ACTION ITEM:
Each entry must be output exactly as it appears.

Items from a dataset:
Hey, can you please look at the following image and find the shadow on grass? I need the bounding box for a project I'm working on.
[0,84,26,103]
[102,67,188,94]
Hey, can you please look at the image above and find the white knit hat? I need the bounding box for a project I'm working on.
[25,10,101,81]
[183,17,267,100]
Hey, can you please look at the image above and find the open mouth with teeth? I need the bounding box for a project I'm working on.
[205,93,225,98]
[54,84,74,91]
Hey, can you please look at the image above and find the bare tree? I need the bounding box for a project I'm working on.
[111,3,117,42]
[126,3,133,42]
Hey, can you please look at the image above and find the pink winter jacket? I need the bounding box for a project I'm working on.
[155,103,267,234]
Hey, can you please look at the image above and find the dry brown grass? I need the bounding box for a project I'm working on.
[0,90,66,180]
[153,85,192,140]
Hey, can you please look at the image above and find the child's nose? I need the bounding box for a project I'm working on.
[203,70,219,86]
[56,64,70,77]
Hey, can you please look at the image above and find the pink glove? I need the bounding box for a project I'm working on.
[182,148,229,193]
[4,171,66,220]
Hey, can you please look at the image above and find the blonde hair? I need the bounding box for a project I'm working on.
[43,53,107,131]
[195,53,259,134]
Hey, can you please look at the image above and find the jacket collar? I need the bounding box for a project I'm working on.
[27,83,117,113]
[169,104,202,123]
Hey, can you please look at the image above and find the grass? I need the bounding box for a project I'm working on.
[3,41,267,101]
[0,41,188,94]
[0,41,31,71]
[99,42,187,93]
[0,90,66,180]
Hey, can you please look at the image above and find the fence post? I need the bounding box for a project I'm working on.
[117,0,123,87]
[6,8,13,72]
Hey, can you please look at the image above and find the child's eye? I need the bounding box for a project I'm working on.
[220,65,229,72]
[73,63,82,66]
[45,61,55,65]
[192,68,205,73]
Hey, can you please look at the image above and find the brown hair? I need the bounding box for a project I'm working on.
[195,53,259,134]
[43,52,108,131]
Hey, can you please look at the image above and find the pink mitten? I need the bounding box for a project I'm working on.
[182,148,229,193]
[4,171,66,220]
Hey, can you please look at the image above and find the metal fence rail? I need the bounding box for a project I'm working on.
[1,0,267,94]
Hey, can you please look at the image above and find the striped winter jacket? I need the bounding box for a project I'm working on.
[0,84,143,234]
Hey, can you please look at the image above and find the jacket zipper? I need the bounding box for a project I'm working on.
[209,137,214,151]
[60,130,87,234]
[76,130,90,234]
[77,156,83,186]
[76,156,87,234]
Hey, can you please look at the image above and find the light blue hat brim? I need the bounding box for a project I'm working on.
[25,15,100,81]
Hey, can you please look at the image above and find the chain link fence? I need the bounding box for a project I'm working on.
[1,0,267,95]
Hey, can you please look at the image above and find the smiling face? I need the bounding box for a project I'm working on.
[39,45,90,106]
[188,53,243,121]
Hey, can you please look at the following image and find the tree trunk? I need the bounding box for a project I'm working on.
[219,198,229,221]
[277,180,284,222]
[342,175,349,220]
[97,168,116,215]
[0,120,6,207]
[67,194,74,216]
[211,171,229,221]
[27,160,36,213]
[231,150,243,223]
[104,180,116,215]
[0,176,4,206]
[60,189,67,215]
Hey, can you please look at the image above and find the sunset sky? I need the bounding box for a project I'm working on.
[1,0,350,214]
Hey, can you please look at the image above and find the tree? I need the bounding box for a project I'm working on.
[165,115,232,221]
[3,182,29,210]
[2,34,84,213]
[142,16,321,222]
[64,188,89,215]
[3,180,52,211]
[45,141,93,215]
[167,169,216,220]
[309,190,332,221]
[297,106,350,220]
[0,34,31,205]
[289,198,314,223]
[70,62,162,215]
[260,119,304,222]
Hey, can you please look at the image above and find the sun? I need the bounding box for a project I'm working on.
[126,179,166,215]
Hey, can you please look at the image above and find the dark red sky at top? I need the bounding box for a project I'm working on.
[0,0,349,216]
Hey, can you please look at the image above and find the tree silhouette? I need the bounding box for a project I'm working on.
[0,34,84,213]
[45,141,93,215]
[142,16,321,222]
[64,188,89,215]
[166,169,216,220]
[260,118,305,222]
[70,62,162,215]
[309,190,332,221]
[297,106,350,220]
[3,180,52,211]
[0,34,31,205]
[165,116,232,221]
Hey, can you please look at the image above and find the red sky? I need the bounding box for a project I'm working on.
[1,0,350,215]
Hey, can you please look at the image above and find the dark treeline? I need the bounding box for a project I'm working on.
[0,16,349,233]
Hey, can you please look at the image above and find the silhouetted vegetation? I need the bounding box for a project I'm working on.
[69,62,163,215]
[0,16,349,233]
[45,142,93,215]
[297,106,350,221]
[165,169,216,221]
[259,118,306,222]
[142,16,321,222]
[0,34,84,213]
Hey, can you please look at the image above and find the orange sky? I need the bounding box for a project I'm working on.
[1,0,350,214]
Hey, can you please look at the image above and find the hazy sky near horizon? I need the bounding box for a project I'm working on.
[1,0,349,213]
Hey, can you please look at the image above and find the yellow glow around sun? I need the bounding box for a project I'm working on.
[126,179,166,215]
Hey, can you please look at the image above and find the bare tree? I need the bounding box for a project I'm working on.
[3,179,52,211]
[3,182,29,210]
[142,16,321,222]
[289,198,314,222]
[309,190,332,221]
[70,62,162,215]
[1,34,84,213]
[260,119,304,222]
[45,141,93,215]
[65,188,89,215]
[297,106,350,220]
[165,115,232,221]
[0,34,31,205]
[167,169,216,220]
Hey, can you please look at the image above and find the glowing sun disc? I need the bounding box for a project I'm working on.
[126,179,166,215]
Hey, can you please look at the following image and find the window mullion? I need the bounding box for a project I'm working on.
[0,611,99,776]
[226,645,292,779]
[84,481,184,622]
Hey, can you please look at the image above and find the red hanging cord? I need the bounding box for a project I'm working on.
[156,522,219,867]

ANSWER SECTION:
Hey, can you please look at the following image and find the shadow on grass? I need the bounding box for a project I'm working on.
[0,84,26,103]
[102,67,188,94]
Hey, can you please look at the image above and find the white knit hat? I need the bounding box for a project I'm working on.
[25,10,101,81]
[183,17,267,100]
Hey, can you please look at the image above and find the open mouth with teeth? I need the bounding box for a project I'm working on.
[205,93,225,98]
[54,84,74,91]
Hey, can you please look at the image above and find the bare tree? I need the bounding box for a project I'm working on.
[111,3,117,42]
[126,3,133,42]
Hey, can you please look at the image above and find the pink winter jacket? I need the bounding box for a project I'm working on.
[155,103,267,234]
Hey, can you please look at the image above and find the dry brown grass? I need the bounding box for a project I'm working on.
[0,90,66,180]
[153,85,192,140]
Hey, can you please look at the image above and find the child's nose? I need the bounding box for a project I'm working on.
[203,70,219,86]
[56,64,70,77]
Hey, can you please look at the image above and find the pink glove? I need the bounding box for a project I'm working on.
[182,148,229,193]
[4,171,66,220]
Hey, can you please look at the image above and find the blonde hair? I need the bounding box for a project I'm working on.
[43,53,107,131]
[195,53,259,134]
Hey, can you please look at the image above and find the jacket collar? I need the bounding box for a project I'm working on.
[27,83,117,113]
[169,104,202,123]
Hey, can you please look at the image above and find the grass? I need the bounding box for a project I'm working on.
[3,41,267,101]
[0,41,188,94]
[0,41,31,71]
[99,42,187,93]
[0,90,66,180]
Hey, can you please look at the image above and find the fence post? I need the bounding box for a project I'm working on.
[117,0,123,87]
[6,8,13,72]
Hey, can you please look at the image above and find the child's eye? I need the bounding box for a project I'm working on.
[220,65,229,72]
[73,63,82,66]
[45,61,55,65]
[192,68,205,73]
Hey, can you please look at the image above and find the brown hair? I need the bounding box for a project I'm working on.
[195,53,259,134]
[43,52,108,131]
Hey, can you please look at the image above and find the pink mitten? I need the bounding box for a project I'm working on.
[182,148,229,193]
[4,171,66,220]
Hey, can you please look at the image above and find the metal fence rail? I need the bounding box for a project I'm working on.
[1,0,267,94]
Hey, can you please look at the image above and find the striped winter jacket? I need the bounding box for a project I'm working on.
[0,84,143,234]
Hey, can you please look at the image above and find the jacket zipper? I need the bounding box for a project I'm working on.
[209,137,214,151]
[60,130,87,234]
[76,130,90,234]
[77,156,83,186]
[76,156,87,234]
Hey, can you please look at the image above and find the light blue hat brim? I need the bounding box for a project I'm working on.
[25,15,100,81]
Hey, can you please look at the image above and find the chain link fence? I need the bounding box for a project I'm working on.
[1,0,267,95]
Hey, can you please look at the image above and find the smiling face? I need the bounding box for a project I'm working on.
[39,45,90,106]
[188,53,243,121]
Hey, can you please look at the following image and find the tree trunk? I need the bounding box for a project I'm working on.
[219,198,229,221]
[277,180,284,222]
[342,175,349,220]
[97,168,116,215]
[0,120,6,207]
[67,194,74,216]
[211,171,229,221]
[27,160,36,213]
[231,150,243,223]
[104,180,116,215]
[0,176,4,206]
[60,189,67,215]
Hey, can you please look at the image above and find the sunset sky? I need the bounding box for a project I'm working on.
[1,0,350,214]
Hey, can you please look at the image above and find the tree? I need the bounding box for a project I'm working on.
[165,115,232,221]
[3,182,29,210]
[2,34,84,213]
[142,16,321,222]
[64,188,89,215]
[3,180,52,211]
[45,141,93,215]
[167,169,216,220]
[309,190,332,221]
[297,106,350,220]
[0,34,31,205]
[289,198,314,223]
[70,62,162,215]
[260,119,304,222]
Hey, can you please look at the image above and find the sun? I need the bounding box for a project I'm working on.
[126,179,166,215]
Hey, can you please look at the image above and find the dark red sky at top? I need the bounding box for a project I'm working on.
[0,0,349,216]
Hey, can you please look at the image above and find the tree silhouette? I need the bounding box for a project I'm working on.
[0,34,84,213]
[45,141,93,215]
[142,16,321,222]
[64,188,89,215]
[166,169,216,220]
[260,118,305,222]
[70,62,162,215]
[309,190,332,221]
[297,106,350,220]
[3,180,52,211]
[0,34,31,205]
[165,116,232,221]
Hey, can you please look at the image above and find the red sky? I need the bounding box for a project I'm working on.
[1,0,350,215]
Hey, can you please look at the image above and find the dark treeline? I need the bounding box for a project I'm working on.
[0,16,349,233]
Hey, can you please look at the image above and find the silhouetted vegetation? I need the bounding box for a project I'm working on.
[69,62,163,215]
[0,16,349,233]
[45,142,93,215]
[297,106,350,221]
[165,169,216,221]
[259,118,306,222]
[142,16,321,222]
[0,34,84,213]
Hey, can you please look at the image above and find the orange sky? I need the bounding box for a project I'm working on.
[1,0,350,214]
Hey, can you please look at the image above and find the hazy sky near horizon? I need the bounding box for a project I'm working on.
[1,0,349,213]
Hey, can you please look at the image above and find the yellow glow around sun? I need the bounding box for a project I'm working on.
[126,179,166,215]
Hey, can you please look at the image above and find the bare tree? I need the bounding box for a project I'm working on.
[3,179,52,211]
[3,182,29,210]
[142,16,321,222]
[289,198,314,222]
[309,190,332,221]
[70,62,162,215]
[1,34,84,213]
[260,119,304,222]
[45,141,93,215]
[65,188,89,215]
[297,106,350,220]
[165,115,232,221]
[0,34,31,205]
[167,169,216,220]
Hey, can you please look at the image above and find the glowing sun disc? I need the bounding box for a project I'm working on.
[126,179,166,215]
Hey, can you please look at the following image and find the window mullion? I need the bounding box for a project I'm working on.
[0,611,99,776]
[226,645,292,779]
[84,481,184,622]
Hey, can you please look at the image above and find the red hanging cord? I need the bounding box for a project I'm working on.
[156,522,219,867]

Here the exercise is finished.